# SUPPLIED RECORDS start

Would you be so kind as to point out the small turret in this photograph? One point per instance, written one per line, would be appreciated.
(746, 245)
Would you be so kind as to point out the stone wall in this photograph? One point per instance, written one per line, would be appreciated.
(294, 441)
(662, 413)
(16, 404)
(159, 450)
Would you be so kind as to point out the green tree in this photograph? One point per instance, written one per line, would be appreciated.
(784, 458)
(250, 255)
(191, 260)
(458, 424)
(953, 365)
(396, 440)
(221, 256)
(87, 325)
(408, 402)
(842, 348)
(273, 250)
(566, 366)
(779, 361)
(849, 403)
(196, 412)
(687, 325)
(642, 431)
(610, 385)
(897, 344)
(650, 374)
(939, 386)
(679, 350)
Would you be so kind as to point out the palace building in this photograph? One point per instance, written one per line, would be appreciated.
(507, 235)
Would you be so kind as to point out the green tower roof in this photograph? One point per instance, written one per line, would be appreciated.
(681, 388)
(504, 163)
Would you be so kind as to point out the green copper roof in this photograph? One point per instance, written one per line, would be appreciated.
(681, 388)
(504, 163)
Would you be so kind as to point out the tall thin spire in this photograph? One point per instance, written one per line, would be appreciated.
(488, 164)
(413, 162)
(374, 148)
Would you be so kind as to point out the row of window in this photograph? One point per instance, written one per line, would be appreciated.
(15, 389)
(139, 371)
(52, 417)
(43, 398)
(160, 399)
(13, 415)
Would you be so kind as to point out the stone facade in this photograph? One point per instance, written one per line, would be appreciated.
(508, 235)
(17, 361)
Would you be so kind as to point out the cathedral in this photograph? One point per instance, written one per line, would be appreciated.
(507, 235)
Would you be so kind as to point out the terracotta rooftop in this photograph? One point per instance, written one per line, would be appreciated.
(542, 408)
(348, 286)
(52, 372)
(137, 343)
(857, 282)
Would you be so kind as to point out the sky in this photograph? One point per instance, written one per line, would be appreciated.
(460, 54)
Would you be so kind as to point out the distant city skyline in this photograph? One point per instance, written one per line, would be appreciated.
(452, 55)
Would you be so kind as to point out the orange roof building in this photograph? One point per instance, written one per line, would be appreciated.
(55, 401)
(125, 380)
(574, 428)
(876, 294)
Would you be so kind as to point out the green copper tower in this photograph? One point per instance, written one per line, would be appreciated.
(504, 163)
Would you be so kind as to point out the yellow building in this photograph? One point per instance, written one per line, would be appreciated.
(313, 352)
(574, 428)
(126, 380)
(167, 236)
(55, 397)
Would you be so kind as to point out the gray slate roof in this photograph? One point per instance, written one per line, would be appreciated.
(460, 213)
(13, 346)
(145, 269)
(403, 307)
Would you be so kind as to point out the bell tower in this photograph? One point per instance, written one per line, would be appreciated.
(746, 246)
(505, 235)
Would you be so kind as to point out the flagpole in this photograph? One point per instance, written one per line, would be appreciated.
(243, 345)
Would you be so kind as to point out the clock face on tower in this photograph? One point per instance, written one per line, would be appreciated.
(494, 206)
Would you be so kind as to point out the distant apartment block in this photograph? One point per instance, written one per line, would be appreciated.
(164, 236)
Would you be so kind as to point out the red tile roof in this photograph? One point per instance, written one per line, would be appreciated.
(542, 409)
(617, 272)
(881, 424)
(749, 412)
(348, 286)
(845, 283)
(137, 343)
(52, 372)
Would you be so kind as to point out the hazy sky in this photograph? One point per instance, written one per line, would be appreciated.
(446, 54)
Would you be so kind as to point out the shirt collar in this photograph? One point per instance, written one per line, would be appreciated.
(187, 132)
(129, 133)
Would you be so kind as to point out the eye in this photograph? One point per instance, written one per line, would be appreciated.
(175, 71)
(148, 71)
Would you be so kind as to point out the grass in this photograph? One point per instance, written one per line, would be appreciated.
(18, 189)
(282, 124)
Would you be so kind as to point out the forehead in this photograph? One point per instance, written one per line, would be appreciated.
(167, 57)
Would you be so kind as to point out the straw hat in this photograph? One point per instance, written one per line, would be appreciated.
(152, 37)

# SUPPLIED RECORDS end

Using the listing above, reproduce each line without omission.

[SOLUTION TO THE PROBLEM]
Would you be so kind as to point out the small turret in this photograph? One point per instance, written one per line, would be appreciated.
(746, 245)
Would you be so kind as to point out the stone wall in this photograph? One point per instance, written one per line, would be appreciated.
(294, 441)
(662, 413)
(16, 404)
(159, 450)
Would you be so kind as to point out the green tree in this photograph? One point per instance, written one per line, would be appreciated.
(784, 458)
(250, 255)
(191, 260)
(458, 424)
(953, 365)
(396, 440)
(221, 256)
(87, 325)
(408, 402)
(842, 348)
(273, 250)
(566, 366)
(779, 361)
(849, 403)
(196, 412)
(687, 325)
(642, 431)
(610, 385)
(897, 344)
(650, 374)
(939, 386)
(679, 350)
Would you be so kind as to point out the palace building in this photograph? One point per instance, written one per line, would be appreciated.
(507, 235)
Would you be so kind as to point out the green tower roof in this photograph? One point per instance, written one per line, would be appreciated.
(681, 388)
(504, 163)
Would you be so kind as to point out the green copper roof in this photograph? One point per instance, written one per line, would be appreciated.
(681, 388)
(504, 163)
Would you be so kind as to point out the tall thin spire in this photograph? One point per instance, written one per line, would be appreciated.
(488, 164)
(413, 162)
(374, 148)
Would you be so kind as to point out the row of window in this photograph? One point per instance, written one per line, would be appreciated.
(15, 389)
(139, 371)
(52, 417)
(43, 398)
(160, 399)
(13, 415)
Would you be so kind as to point out the stone facade in this photograph? One point per instance, written one per line, would be appreciated.
(508, 235)
(17, 361)
Would you be so kind as to point out the cathedral in this photograph? One point per instance, written one per line, would be appreciated.
(507, 235)
Would you be so kind as to point out the terracotta rooftop in this photograph? One point per instance, written one per line, would be appreciated.
(542, 408)
(348, 286)
(52, 372)
(137, 343)
(857, 282)
Would you be so kind as to point out the sky in this photograph? One point per instance, written one per line, would be appreciated.
(460, 54)
Would you be so kind as to point out the distant city skyline in this photograph? One point per instance, written one per line, would be appreciated.
(452, 55)
Would you be so kind as to point out the orange roof building in this photograph? One point per instance, written one per line, would be appreciated.
(55, 401)
(125, 380)
(574, 428)
(876, 294)
Would you be so kind as to point out the green copper tower in this photograph? One point per instance, written one per line, would be appreciated.
(504, 163)
Would you be so kind as to point out the yellow building in this photograph? One point per instance, written one per line, would be appreciated.
(313, 352)
(574, 428)
(126, 380)
(167, 236)
(55, 397)
Would you be so kind as to point out the gray slate roof in this photograph? One point per instance, written one per line, would be appreciated.
(460, 213)
(13, 346)
(145, 269)
(403, 307)
Would you be so kind as to point out the bell tower in this photograph? One point per instance, written one per line, would be appreciated.
(746, 246)
(505, 235)
Would you be so kind as to point out the flagpole in this photograph? One point per instance, written one per line, would be appreciated.
(243, 345)
Would you be so kind as to point out the clock face on tower in this photograph? One point per instance, written one per line, would be appreciated.
(494, 206)
Would you be so kind as to point out the distant apartment block in this photograph? One point per instance, written one per line, would be appreciated.
(164, 236)
Would you be so kind as to point out the red tile roof in this photograph? One point per instance, written one per line, would be appreciated.
(542, 409)
(617, 272)
(881, 424)
(749, 412)
(348, 286)
(845, 283)
(137, 343)
(52, 372)
Would you be so kind as to point out the hazy sky in this photograph? One point per instance, written one per line, would be appreciated.
(446, 54)
Would you be so kind as to point out the shirt collar in this photograph? One point per instance, written one per line, would be appreciated.
(187, 132)
(129, 133)
Would you be so kind as to point out the eye in this photograph? One point per instance, written one per line, would be appreciated.
(175, 71)
(148, 71)
Would you be so kind as to point out the grass in this photograph? One point per instance, written one per line, would be appreciated.
(18, 189)
(282, 124)
Would you be so kind as to point out the forehead in this photograph? One point per instance, written one per line, would be appreciated.
(167, 57)
Would you be so kind as to point out the straw hat in this photograph? One point per instance, written one per line, would be appreciated.
(152, 37)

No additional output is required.